─── Texte source ───

1755 - Par, Paris, par ici ! (7)
Journal extime
(Paris, 26 novembre - 2 décembre 2024)
7
Il court, il court, le furet
Le furet du bois, mesdames,
Il court, il court…
(chanson enfantine)
30 novembre 2024
Matin
Cette fois, je ne fais rien. Tout au plus dactylographié-je des linéaments écrits déjà, que je nourris à peine.
Duncan n’a pas répondu à mon message de la veille. Je doute qu’il le fasse, à l’instar du précédent séjour…
Après-midi
Je suis sur le parvis de Beaubourg et j’attends Judith. Elle prévient que le parking des V-Lib est plein et qu’il lui faut patienter avant qu’elle accroche sa monture.
Les nommés de l’exposition pour le Prix Marcel Duchamp 2024 sont quatre, et nous avons fait rapidement le tour de l’espace qui leur est dédié. Je me montre assez sensible à l’œuvre d’Abdelkader Benchamma. (Le rendez-vous photographique n’en est néanmoins pas excellent : est-ce l’éclairage ? Les dimensions mêmes — j’ai photographié les quatre murs de l’installation — se prêtent sans doute assez mal à l’exercice.)

───

= Question 1 =
Répondez à ces questions sur l’extrait de journal parisien, en marquant chaque réponse comme la question :
(a) Où se passe l’attente de Judith ?
(b) Combien de nommés compte l’exposition pour le Prix Marcel Duchamp 2024 ?
(c) Qui n’a pas répondu au message de la veille ?
= Question 2 =
Indiquez par oui ou par non si chaque affirmation concorde avec l’extrait de journal parisien, et citez les mots du texte qui en décident :
(a) Le parking des V-Lib est plein.
(b) Le rendez-vous photographique avec l’installation est excellent.
(c) Duncan a répondu au message de la veille.
= Question 3 =
Prolongez, s’il vous plaît, l’extrait de journal parisien, en commençant juste après sa dernière phrase.
Les lignes n’ont aucun rôle ici.

─── Entrées de données ───

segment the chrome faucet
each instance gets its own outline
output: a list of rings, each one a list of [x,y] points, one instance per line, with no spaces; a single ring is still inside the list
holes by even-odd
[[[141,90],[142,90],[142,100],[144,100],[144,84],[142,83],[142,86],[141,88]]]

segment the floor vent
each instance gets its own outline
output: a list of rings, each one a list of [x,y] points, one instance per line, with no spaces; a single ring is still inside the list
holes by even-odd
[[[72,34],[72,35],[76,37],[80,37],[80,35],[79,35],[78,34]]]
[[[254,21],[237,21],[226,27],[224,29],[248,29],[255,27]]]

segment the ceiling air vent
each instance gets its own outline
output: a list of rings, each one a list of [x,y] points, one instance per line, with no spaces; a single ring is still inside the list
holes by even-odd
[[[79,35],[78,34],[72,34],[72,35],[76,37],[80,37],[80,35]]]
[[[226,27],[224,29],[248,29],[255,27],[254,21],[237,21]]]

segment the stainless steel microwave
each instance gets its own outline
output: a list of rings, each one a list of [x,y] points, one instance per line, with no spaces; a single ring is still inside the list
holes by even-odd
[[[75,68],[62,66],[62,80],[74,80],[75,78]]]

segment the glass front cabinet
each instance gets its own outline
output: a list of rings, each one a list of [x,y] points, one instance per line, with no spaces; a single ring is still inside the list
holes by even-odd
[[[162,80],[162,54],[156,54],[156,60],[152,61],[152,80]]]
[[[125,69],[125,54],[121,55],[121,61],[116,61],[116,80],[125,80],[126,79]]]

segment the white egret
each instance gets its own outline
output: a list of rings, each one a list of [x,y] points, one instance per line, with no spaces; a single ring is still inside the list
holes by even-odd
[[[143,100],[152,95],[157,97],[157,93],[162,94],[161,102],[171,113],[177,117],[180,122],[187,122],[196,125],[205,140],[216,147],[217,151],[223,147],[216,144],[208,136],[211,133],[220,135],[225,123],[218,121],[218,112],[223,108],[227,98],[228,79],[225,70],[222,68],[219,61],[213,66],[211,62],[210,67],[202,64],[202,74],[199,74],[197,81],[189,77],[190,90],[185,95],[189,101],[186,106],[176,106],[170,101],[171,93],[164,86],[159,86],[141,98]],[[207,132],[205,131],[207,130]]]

───

= Réponse 1 =
(a) Sur le parvis de Beaubourg.
(b) Quatre.
(c) Duncan.

= Réponse 2 =
(a) Oui : « le parking des V-Lib est plein ».
(b) Non : « Le rendez-vous photographique n’en est néanmoins pas excellent ».
(c) Non : « Duncan n’a pas répondu à mon message de la veille. »

= Réponse 3 =
Abdelkader Benchamma, Engramme - Marabout, 2019, Encre, fusain, graphite et collage sur papier marouflé sur toile
Judith, ensuite, ne veut pas décidément pas profiter de l’occasion pour visiter la rétrospective consacrée au surréalisme.
J’achète une carte à la librairie du Centre que je destine à JF, en réponse à la sienne envoyée durant l’été (celle postée à Mestre ne lui étant vraisemblablement pas parvenue).
Nous prenons un verre au Cavalier bleu. Judith, qui n’a pas déjeuné, commande un chocolat chaud et une tarte tatin. La conversation est sans cesse interrompue par l’agent immobilier en charge de la vente d’un appartement lui appartenant.
Et puis. Je me suis trompé de cinéma. Je ne verrai jamais (sinon à la télévision peut-être) le documentaire sur la grande famine de 1933 en Ukraine intitulé Moissons sanglantes, pour lequel j’ai décoché une invitation pour deux. Heureusement, je n’avais pas entraîné B. à assister à la projection du film (Judith n’ayant pas voulu, jugeant « trop triste » le sujet du film, et Norbert ayant déclaré qu’il ressortissait à une propagande occidentale, la responsabilité de Staline n’étant pas historiquement attestée).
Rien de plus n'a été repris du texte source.